Task to complete
Every entry must come back exactly as it was written.

BEGIN Provided records

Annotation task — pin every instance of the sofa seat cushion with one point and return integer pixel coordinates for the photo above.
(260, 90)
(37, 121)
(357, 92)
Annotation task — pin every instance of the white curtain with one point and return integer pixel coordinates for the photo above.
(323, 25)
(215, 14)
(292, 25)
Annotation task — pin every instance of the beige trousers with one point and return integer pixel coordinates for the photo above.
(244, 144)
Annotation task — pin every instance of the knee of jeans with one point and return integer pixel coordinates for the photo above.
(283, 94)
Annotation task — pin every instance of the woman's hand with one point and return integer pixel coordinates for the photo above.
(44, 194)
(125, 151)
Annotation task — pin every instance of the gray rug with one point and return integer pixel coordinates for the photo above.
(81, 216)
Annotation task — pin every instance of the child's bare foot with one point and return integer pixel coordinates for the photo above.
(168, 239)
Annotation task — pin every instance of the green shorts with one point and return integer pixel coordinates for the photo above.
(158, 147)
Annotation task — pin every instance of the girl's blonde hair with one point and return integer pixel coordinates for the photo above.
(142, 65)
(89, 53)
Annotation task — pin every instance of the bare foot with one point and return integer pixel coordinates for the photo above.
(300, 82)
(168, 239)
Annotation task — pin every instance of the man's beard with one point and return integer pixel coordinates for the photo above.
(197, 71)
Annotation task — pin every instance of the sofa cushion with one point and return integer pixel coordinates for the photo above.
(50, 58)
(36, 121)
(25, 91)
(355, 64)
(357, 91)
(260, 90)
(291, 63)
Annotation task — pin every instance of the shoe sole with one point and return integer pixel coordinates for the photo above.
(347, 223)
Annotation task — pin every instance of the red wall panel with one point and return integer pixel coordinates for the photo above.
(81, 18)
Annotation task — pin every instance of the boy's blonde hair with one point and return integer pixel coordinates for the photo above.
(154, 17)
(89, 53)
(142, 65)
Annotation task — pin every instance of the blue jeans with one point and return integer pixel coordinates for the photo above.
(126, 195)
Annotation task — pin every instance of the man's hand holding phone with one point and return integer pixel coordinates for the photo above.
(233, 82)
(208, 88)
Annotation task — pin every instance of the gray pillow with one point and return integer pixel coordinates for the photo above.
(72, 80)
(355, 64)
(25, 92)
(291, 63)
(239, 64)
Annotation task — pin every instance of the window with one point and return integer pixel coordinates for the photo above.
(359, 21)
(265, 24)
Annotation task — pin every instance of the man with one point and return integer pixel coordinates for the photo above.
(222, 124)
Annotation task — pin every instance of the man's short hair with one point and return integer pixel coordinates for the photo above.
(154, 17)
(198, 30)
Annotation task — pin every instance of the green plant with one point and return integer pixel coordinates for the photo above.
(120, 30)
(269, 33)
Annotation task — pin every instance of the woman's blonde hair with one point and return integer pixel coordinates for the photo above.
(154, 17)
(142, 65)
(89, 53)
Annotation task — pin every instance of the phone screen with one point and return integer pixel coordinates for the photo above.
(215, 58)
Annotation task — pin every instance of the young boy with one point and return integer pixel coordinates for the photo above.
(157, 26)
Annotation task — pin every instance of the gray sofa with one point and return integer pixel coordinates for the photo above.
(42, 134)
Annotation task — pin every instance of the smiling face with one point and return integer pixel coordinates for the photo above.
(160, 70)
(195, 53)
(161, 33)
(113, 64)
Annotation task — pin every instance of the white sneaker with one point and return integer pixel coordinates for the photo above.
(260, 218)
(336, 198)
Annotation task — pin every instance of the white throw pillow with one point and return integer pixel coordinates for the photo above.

END Provided records

Written response
Annotation task — pin every instance of the sofa seat cushion with one point and return integer pixel coordinates for the photo above.
(260, 90)
(37, 121)
(357, 92)
Annotation task — pin every instance of the white curtain with one point and return integer pixel coordinates for the photo above.
(323, 25)
(215, 14)
(292, 25)
Annotation task — pin every instance of the beige trousers with one point and return integer pixel coordinates for the photo above.
(244, 144)
Annotation task — pin every instance of the knee of jeans with one point and return integer pixel coordinates for the photo above.
(283, 94)
Annotation task — pin every instance of the woman's hand with one point and return integer pixel coordinates for the photo above.
(44, 194)
(125, 151)
Annotation task — pin every instance of the gray rug with one point and return integer pixel coordinates for the photo above.
(81, 216)
Annotation task — pin every instance of the child's bare foot with one point and return integer pixel coordinates for the photo above.
(168, 239)
Annotation task — pin every instance of the green shorts with one point and return integer pixel coordinates for the photo above.
(158, 147)
Annotation task — pin every instance of the girl's blonde hair with one point and return integer pixel coordinates for the photo above.
(142, 65)
(89, 53)
Annotation task — pin every instance of the bare foot with one point and return integer pixel coordinates for the photo above.
(300, 82)
(168, 239)
Annotation task — pin every instance of the man's beard with one point and return integer pixel coordinates for the photo above.
(197, 71)
Annotation task — pin every instance of the sofa cushion with one point and return integer pixel coordinates for the photo above.
(50, 58)
(36, 121)
(25, 91)
(355, 64)
(357, 91)
(260, 90)
(291, 63)
Annotation task — pin every instance of the shoe sole with one point and return integer pixel coordinates for the photo above.
(347, 223)
Annotation task — pin every instance of the red wall panel with one point and return integer pixel coordinates for the photo above.
(81, 18)
Annotation task — pin every instance of the boy's blonde hair with one point and return integer pixel coordinates for the photo above.
(154, 17)
(89, 53)
(142, 65)
Annotation task — pin every instance of the blue jeans with one point and return integer pixel coordinates for the photo above.
(126, 195)
Annotation task — pin every instance of the man's hand holding phone with one point and return integer pixel coordinates for the photo above.
(233, 82)
(208, 88)
Annotation task — pin every instance of the gray pillow with one point and return integer pixel coordinates for the photo above.
(72, 80)
(355, 64)
(25, 92)
(291, 63)
(239, 64)
Annotation task — pin every instance of the window with one point and return integer pixel coordinates for the photo above.
(359, 21)
(265, 24)
Annotation task — pin every instance of the man with one point and return integer pixel coordinates for the photo above.
(222, 124)
Annotation task — pin every instance of the man's short hair with one point and return integer pixel coordinates for the photo above.
(154, 17)
(198, 30)
Annotation task — pin every instance of the green plant with one point and return integer pixel coordinates for the photo above.
(120, 30)
(269, 33)
Annotation task — pin every instance of the woman's blonde hair with one point and return integer pixel coordinates for the photo above.
(154, 17)
(142, 65)
(89, 53)
Annotation task — pin every instance of the phone screen with one point and return integer pixel coordinates for the photo above.
(215, 58)
Annotation task — pin every instance of the young boy with one point and return integer pixel coordinates for the photo above.
(157, 26)
Annotation task — pin every instance of the gray sofa with one point and return integer pixel coordinates for the photo above.
(42, 134)
Annotation task — pin every instance of the smiling face with one point and return integer pixel coordinates for the photo above.
(160, 70)
(195, 53)
(161, 33)
(113, 64)
Annotation task — pin every instance of the white sneaker with one point and return integer pixel coordinates for the photo above.
(260, 218)
(336, 198)
Annotation task — pin every instance of the white throw pillow with one point and return integer pixel coordinates for the photo above.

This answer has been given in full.